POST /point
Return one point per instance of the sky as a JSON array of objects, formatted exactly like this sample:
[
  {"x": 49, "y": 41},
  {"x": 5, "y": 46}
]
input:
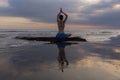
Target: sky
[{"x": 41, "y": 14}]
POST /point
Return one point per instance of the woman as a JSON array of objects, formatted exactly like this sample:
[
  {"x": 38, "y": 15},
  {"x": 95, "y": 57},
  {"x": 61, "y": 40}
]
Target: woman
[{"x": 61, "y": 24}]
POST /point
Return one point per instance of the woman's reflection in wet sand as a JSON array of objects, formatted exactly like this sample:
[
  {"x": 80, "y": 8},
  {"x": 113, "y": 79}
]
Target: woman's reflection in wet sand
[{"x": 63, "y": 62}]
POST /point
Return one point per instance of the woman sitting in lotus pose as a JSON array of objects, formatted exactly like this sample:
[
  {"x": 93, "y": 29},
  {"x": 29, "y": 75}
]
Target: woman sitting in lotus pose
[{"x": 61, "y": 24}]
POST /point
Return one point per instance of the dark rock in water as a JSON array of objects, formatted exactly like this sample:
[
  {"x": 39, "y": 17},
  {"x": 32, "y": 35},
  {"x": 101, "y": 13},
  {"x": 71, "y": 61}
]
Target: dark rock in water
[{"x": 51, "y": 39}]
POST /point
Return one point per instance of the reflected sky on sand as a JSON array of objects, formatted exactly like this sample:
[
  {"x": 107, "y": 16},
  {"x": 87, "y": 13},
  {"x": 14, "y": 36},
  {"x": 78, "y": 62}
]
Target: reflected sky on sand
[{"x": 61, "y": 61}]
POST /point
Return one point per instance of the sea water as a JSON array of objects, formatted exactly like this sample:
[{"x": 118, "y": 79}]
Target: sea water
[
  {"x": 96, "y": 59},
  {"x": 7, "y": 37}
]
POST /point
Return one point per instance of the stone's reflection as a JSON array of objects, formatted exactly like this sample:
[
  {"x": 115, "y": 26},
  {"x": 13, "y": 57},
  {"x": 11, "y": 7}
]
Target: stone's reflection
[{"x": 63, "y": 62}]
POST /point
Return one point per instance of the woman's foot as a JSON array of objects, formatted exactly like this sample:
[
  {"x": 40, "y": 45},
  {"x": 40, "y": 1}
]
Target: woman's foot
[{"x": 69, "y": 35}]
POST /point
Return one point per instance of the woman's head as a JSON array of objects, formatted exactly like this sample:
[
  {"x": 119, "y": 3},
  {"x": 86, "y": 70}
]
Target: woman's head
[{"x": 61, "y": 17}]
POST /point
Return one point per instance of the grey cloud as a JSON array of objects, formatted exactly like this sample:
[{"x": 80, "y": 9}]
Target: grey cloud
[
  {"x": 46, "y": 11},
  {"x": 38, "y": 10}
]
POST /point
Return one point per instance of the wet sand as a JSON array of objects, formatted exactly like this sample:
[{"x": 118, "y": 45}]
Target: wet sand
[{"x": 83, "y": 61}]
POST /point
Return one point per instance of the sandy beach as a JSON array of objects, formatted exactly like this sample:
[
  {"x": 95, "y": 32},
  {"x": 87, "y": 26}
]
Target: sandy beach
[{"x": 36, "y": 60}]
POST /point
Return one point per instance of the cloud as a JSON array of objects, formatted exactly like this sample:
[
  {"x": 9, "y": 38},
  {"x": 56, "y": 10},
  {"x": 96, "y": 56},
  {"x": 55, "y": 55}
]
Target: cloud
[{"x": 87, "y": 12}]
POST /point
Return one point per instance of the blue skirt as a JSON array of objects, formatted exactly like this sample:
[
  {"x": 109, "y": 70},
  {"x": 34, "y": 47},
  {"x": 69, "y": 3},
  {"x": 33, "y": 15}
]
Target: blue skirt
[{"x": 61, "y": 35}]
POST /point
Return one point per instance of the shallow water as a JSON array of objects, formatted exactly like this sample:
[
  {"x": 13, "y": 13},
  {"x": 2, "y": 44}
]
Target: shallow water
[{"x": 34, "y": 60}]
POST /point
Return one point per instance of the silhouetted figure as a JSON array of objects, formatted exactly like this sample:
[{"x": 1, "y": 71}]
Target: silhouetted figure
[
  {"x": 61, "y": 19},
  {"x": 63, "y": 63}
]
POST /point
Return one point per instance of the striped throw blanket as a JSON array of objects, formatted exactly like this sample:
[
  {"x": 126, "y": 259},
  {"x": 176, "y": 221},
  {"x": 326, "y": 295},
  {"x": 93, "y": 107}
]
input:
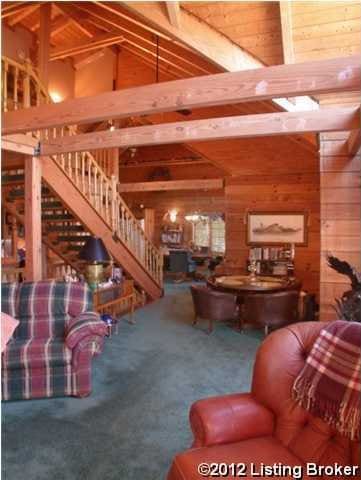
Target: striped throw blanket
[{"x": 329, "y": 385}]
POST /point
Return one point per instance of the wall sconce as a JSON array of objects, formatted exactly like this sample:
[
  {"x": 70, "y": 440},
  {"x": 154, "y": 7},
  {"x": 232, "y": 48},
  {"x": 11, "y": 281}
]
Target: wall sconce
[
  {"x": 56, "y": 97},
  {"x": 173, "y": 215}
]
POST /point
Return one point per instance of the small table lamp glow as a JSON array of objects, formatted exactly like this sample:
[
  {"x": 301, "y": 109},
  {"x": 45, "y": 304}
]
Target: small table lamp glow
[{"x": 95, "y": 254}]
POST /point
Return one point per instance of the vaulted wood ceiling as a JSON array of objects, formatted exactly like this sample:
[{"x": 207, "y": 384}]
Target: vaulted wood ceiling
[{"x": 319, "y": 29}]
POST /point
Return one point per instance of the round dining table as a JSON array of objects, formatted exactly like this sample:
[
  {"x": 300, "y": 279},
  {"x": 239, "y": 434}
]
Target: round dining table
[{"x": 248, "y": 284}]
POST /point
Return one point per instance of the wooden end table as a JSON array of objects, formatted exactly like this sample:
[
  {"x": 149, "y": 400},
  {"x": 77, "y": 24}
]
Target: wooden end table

• • • • •

=== Work task ===
Once you have located every line with the word "wooden" in the material above, list those lines.

=== Completed task ===
Return one point per instance of the wooden end table as a JSON array of objects, formatted exactly like this sample:
Target: wooden end table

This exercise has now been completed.